◆ **SELECTED TEXT**:
Congress enacted the Inflation Reduction Act 2022 and expanded the tax credit for electric vehicles (EVs). The new tax credit regime came into effect in 2023. There are four ways you can benefit from a federal tax credit for an EV:

  1. Purchase an EV and claim the clean vehicle credit
  2. Lease an EV and benefit from an EV dealer discount
  3. Purchase a used EV that qualifies for the previously owned clean vehicle credit
  4. Purchase an EV for business use and claim the commercial clean vehicle credit

Only one credit per vehicle is allowed. Among these, the most popular method is leasing an EV. Here is how these methods work:

Clean Vehicle Credit:

This credit may be claimed whether a qualifying EV is used for personal driving, business driving or both. The maximum credit is $7,500. The credit is available for new EVs assembled in North America with a gross vehicle weight rating (GVWR) of less than 14,000 pounds. They may be pure EVs or plug-in hybrid EVs (PHEVs). The clean vehicle credit is equal to the largest tax credit you can get for a passenger EV. However, the clean vehicle credit is subject to many restrictions from which many people can’t benefit much.

Income Caps: Income caps highlight who can qualify for the clean vehicle credit. These are not adjusted for inflation, so they have not changed for 2024. The clean vehicle credit may not be claimed by taxpayers whose modified adjusted gross income (AGI) is more than

    • $300,000 for joint return filers and surviving spouses
    • $225,000 for heads of household, or
    • $150,000 for unmarried taxpayers and married taxpayers filing separately
  • Modified AGI can be used for the previous year if it is lower.

    Credit may be claimed at the point of sale: From 2024, the EV dealer will determine credit criteria and the amount at the time of sale. The dealer submits a time-of-sale report to the IRS online, and it is accepted or rejected in real-time. The dealer must provide you with a copy of the report.

    If the vehicle qualifies for a credit, there are two options:

      1. You can claim the credit on your tax return for the year in which you placed the vehicle in service using IRS Form 8936.
      2. You can elect to transfer the credit to the dealer so they can apply the credit amount to your final purchase cost. This allows you to receive credit benefits at the time of sale.

    You can elect to transfer the credit to the dealer so they can apply the credit amount to your final purchase cost. This allows you to receive credit benefits at the time of sale. The IRS will reimburse the dealer, but you must still fill out Form 8936 to report your eligibility for the credit and your decision to transfer the credit to the dealer. The credit should be claimed at the time of sale; there is a possible bonus, too.

◆ **RECORD EXCERPTS**:
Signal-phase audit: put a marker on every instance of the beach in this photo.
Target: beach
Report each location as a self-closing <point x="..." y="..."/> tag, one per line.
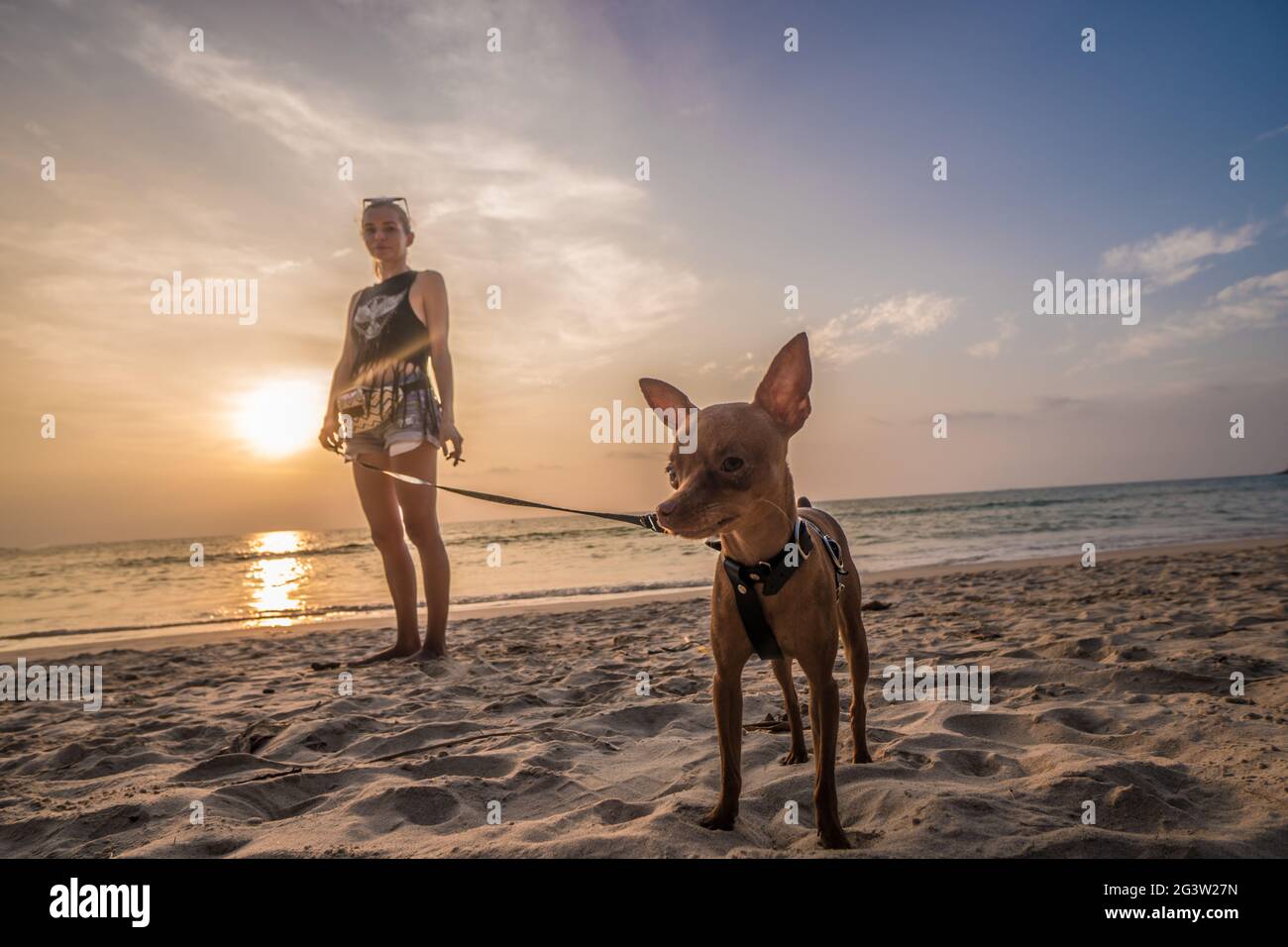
<point x="589" y="732"/>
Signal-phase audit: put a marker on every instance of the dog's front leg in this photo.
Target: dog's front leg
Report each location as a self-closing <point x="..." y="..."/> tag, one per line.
<point x="726" y="697"/>
<point x="824" y="718"/>
<point x="784" y="672"/>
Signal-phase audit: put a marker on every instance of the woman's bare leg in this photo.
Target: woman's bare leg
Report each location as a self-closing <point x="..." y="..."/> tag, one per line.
<point x="380" y="505"/>
<point x="420" y="518"/>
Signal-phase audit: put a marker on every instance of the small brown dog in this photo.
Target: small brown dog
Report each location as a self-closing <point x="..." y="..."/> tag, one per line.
<point x="735" y="484"/>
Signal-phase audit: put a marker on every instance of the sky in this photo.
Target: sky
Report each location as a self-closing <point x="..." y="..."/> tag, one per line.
<point x="767" y="169"/>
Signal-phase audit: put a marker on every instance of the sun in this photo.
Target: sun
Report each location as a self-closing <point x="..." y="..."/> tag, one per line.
<point x="278" y="418"/>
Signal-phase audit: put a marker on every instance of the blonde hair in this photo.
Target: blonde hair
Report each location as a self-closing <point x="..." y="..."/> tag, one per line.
<point x="403" y="217"/>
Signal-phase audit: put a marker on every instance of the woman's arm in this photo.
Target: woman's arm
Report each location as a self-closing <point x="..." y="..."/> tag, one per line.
<point x="433" y="299"/>
<point x="340" y="380"/>
<point x="343" y="373"/>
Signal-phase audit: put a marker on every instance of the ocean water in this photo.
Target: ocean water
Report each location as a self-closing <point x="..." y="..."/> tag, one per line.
<point x="282" y="579"/>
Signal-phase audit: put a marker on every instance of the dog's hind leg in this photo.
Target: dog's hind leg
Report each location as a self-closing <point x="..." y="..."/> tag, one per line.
<point x="784" y="672"/>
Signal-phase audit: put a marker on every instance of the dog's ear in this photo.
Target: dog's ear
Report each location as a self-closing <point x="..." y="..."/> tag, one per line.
<point x="670" y="403"/>
<point x="785" y="389"/>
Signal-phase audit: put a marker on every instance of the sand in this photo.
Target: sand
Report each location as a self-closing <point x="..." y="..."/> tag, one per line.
<point x="1108" y="684"/>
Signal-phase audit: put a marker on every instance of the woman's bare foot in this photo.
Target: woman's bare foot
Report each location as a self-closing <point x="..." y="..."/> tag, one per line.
<point x="400" y="650"/>
<point x="430" y="654"/>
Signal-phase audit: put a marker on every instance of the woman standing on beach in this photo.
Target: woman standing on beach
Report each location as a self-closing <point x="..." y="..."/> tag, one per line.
<point x="394" y="421"/>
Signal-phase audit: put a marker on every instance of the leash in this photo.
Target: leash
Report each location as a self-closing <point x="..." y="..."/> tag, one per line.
<point x="648" y="521"/>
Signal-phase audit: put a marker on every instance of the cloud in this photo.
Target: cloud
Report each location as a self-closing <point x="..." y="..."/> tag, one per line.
<point x="1258" y="300"/>
<point x="1167" y="260"/>
<point x="1006" y="329"/>
<point x="875" y="328"/>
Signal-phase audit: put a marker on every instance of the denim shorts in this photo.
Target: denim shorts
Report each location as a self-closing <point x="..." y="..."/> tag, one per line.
<point x="398" y="434"/>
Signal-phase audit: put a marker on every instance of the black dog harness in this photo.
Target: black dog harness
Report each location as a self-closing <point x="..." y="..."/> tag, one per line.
<point x="772" y="575"/>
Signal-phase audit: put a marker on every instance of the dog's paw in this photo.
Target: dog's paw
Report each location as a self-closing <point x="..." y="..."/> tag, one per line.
<point x="794" y="757"/>
<point x="719" y="821"/>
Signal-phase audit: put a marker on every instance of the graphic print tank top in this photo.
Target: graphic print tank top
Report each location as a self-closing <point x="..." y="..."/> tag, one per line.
<point x="391" y="348"/>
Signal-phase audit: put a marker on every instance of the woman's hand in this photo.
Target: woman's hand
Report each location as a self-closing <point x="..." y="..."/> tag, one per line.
<point x="447" y="432"/>
<point x="329" y="436"/>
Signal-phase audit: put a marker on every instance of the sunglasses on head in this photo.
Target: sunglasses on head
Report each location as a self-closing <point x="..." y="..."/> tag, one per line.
<point x="369" y="201"/>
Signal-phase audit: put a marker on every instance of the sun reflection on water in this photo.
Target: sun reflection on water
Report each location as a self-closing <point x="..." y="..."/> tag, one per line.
<point x="273" y="583"/>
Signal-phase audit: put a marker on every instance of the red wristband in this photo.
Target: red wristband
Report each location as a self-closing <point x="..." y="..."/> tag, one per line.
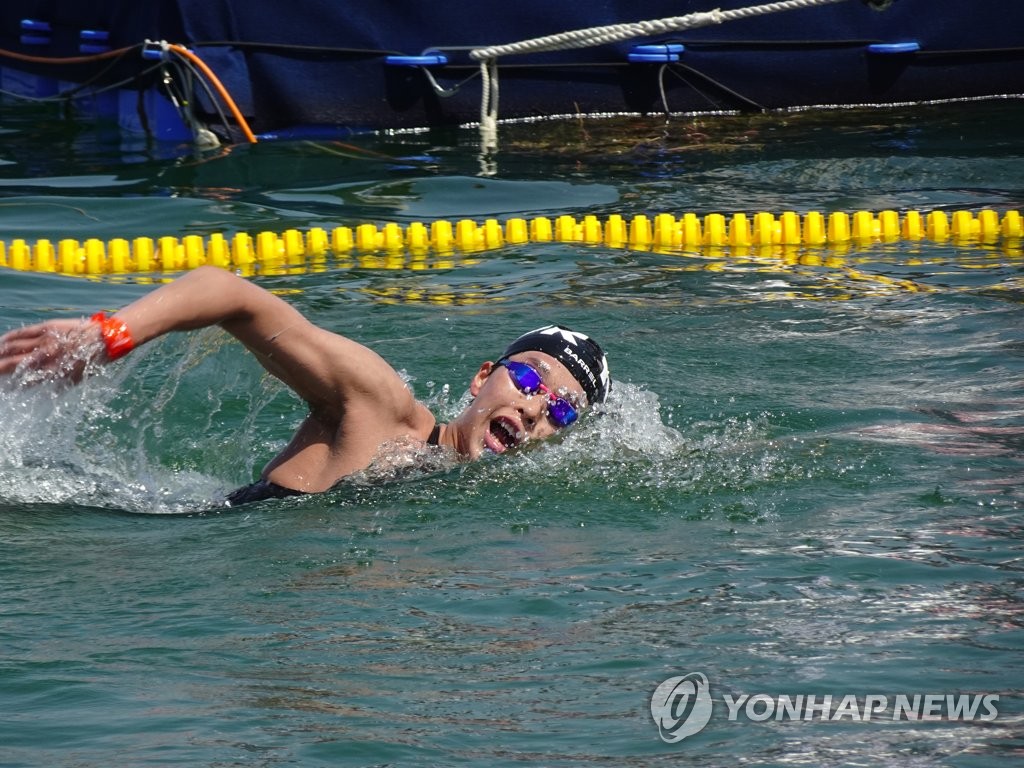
<point x="116" y="335"/>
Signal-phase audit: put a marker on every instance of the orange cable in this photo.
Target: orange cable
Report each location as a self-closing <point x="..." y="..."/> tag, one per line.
<point x="182" y="51"/>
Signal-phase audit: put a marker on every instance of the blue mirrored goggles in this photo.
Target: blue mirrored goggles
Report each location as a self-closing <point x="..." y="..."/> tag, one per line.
<point x="527" y="381"/>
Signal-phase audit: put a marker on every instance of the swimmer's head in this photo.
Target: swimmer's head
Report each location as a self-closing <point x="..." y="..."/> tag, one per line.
<point x="582" y="356"/>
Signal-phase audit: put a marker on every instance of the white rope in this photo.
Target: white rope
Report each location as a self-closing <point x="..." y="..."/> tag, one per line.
<point x="600" y="36"/>
<point x="617" y="32"/>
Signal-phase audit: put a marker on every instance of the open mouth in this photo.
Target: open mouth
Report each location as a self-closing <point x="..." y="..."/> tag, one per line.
<point x="503" y="433"/>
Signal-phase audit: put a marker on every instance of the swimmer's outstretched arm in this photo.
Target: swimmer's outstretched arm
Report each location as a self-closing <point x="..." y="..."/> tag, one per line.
<point x="332" y="373"/>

◆ **WHAT TO WORK ON**: According to the text on EV tax credits, why are the income caps for the clean vehicle credit unchanged for 2024? Answer in one to three sentences. Answer using only the text on EV tax credits.

◆ **RESULT OF THIS EXERCISE**: The income caps are not adjusted for inflation, so they stayed the same for 2024.